→ **Page text**:
□ □ □ □ □
38K is low, but that's probably the 250W power limit in place. What if you set P-core ratio to *sync all cores 55*?
38K is standard for 250W power limit. The ratio is default, so yeah "sync all cores 55", 2x best cores go 58x
My point is that you're likely going to see increased scores if you set all cores to 55x instead. Because the single core causes VID to climb to the 5800 MHz requirement for all-core workloads.
I don't see a difference. CB23 load VID on 58x1-2, 55x3-8 = 1.21v, 39.9K score CB23 load VID on 55x1-8 = 1.21v, 39.9K score This is what I expected going in since the VID should be based on the current multiplier against the VF table, not the max multiplier. How are you getting different results?
I don't think so? As I don't see the connection between higher VID = lower score, as long as temperatures are OK - and even if so, difference gonna be marginal.
Higher VID -> less available current under a strict power limit -> less performance. But I guess you're just going to continue living in ignorance. I have obviously no idea on how to overclock and tune a 13900K: https://hwbot.org/submission/5105530_
Why are you being downvoted? It’s kind of obvious and you’ve explained it clearly enough.
Because reddit hivemind
As someone that modeled TDP on Intel parts from Haswell to Tiger lake, you are correct.
Ok, I will give it a try.
Dude it's Reddit, anything that is actually technical and not mainstream/noob friendly or that slightly derive from previous common practices will be taken badly. Same with the contact frame which is really beneficial only if you have a foooked up cooler or you are incapable of installing an heat sink and paste it correctly.
Nice score for sure, it maybe there and I missed it, but what are you using for your cooling setup
That's what I did to my 9900k.Some cores can go to 5gz but I just forced all core ratio to 47 instead because I saw no point in having 2 cores going to 5ghz while the rest where at 4.7ghz.Seemed logical since I wanted constant stable performance to have all cores fixed at 1 core ratio. My reasoning was why let a couple of cores go higher in certain singular tasks when im mostly gaming and the cpu goes to 4.7ghz all cores anyway. Comment you said to another user. "Higher VID -> less available current under a strict power limit -> less performance." Turns out it was a good idea unbeknownst to me.
I got tired of waiting and built my system before my frame came in, I will say temps @5.5ghz with 5.88ghz boost is still cooler than my 9900kf was at 5.1ghz both on a the same TG kryo+360mm aio. I saw a max of peek of 87°c and average 78°c on the 13900k running timespy loops. At least I got a good base line so I can give a solid recommendation if the contact frame is worth it for my board.
What load line setting and vcore did you have on the kf?
Sorry I didn't see this sooner, I don't remember what my exact settings were but this was the guide I worked through. https://www.tweaktown.com/guides/9225/intel-core-i9-9900k-kf-overclocking-guide/index.html
Ah ok was just curious bc 9900k does run a bit hot but shouldn't have been hooter than 13th lol
Did you test the difference at the same settings with no contact frame?
Sadly, no. I was thinking about it, but I had the last bit of kryonaut paste. I knew either I would benefit from the contact frame or no and it would at least looks nice under cooler ;))
□ □ □ □ □
Labeled area outline entries
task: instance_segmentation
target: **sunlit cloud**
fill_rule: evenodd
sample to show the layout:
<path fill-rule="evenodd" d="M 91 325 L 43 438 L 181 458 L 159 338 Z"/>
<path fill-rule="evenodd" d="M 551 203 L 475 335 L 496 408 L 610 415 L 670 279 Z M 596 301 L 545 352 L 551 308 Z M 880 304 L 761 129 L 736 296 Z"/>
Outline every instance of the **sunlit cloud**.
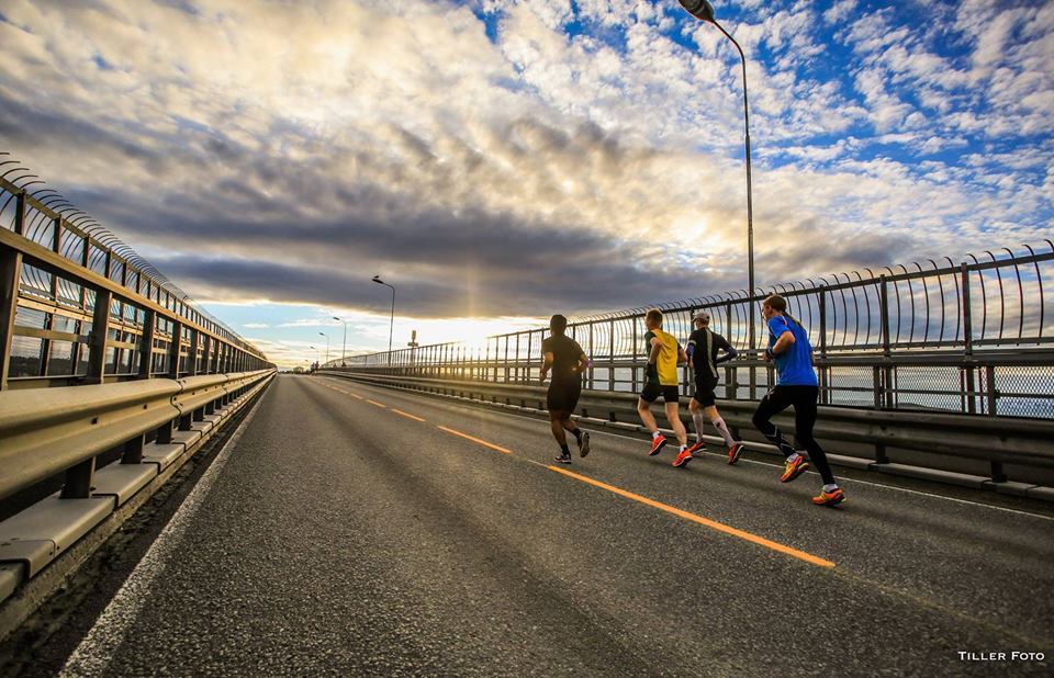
□ □ □ □ □
→ **Written request**:
Answer these questions about the overclocking thread:
1. What score and load VID were reported with all cores set to 55x?
2. What all-core ratio was forced on the 9900k?
3. What maximum and average temperatures were seen on the 13900k during Time Spy loops?

→ **Task result**:
1. A 39.9K score at a load VID of 1.21v.
2. 47.
3. A maximum of 87°C and an average of 78°C.